Воспитанники русской Академии художеств получили образование по образцам западным и наполнили храмы иконами,
вполне недостойными имени икон. Если б эти иконы, пред которыми опускаются долу взоры целомудренные,
не стояли в храме, то никто и не подумал бы, что им приписывается достоинство икон. Светский человек,
насмотревшийся на всё и имеющий обширную опытность, не может себе представить того действия, которое такие
изображения оказывают на девственную природу. Некоторый старец, проводивший в пустыне возвышенную монашескую
жизнь, должен был по некоторым обстоятельствам приехать в Петербург. Здесь он был приглашен однажды вечером
набожною старушкою-дамою для духовной беседы. В это время дочери старушки одевались, чтоб ехать на бал.

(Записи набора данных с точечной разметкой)
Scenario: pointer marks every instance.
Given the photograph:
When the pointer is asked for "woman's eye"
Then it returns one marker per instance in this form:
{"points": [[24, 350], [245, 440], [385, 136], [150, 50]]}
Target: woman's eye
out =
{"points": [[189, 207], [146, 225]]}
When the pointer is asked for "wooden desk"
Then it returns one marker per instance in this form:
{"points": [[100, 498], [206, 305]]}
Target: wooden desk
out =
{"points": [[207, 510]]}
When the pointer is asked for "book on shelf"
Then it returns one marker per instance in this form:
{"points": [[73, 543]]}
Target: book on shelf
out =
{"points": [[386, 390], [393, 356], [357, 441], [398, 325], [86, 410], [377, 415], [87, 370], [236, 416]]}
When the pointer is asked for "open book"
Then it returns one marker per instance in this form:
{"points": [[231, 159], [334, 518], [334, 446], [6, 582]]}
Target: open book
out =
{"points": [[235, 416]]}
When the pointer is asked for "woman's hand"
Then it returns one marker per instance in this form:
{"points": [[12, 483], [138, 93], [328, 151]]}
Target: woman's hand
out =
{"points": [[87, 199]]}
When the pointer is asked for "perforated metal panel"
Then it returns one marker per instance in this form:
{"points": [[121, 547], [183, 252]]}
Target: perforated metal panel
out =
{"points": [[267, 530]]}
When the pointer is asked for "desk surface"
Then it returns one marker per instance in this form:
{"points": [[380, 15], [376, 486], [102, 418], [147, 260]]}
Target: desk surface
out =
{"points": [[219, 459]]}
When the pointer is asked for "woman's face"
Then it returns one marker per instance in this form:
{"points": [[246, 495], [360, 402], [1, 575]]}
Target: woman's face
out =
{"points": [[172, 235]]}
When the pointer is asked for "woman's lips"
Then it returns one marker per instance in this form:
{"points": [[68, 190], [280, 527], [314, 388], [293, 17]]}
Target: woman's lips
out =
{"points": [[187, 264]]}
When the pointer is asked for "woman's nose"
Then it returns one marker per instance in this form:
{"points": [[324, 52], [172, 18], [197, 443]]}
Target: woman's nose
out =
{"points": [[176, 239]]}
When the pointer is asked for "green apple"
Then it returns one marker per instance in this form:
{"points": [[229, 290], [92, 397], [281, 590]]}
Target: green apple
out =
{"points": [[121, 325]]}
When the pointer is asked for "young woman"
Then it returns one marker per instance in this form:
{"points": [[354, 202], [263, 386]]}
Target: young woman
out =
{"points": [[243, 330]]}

_Задания_
a - Верните все строки записей, содержащие слово «open», с учетом регистра.
b - Продолжите текст об иконах, написанных воспитанниками Академии художеств, начиная сразу после его последнего предложения.
Текст и записи никак не связаны между собой.

_Результаты заданий_
a -
When the pointer is asked for "open book"
Target: open book

b -
Одевшись, или, правильнее, обнажившись по требованию современной моды, они пришли к маменьке, чтоб поцеловать ее
ручку и сесть в карету. Старец, увидав невиданное им никогда в жизни - девиц, бесстыдно обнажившихся по уставу Запада,
по уставу ереси и язычества, пришел в ужас. Он уверял, что после виденного им соблазна уже не нужно являться самому диаволу
для соблазна. Каково же видеть такому девственному оку подобное изображение на иконе, изображение, возбуждающее не молитву,
а самые нечестивые страсти.
Несвойственность итальянской живописи для икон уже теперь очевидна и признана.
Но, к сожалению, современная мода устремилась к другой крайности - к подражанию старинной русской иконописи
со всеми ее неправильностями и с присовокуплением разных несообразностей новейшего изобретения.
Здесь новый повод к соблазну.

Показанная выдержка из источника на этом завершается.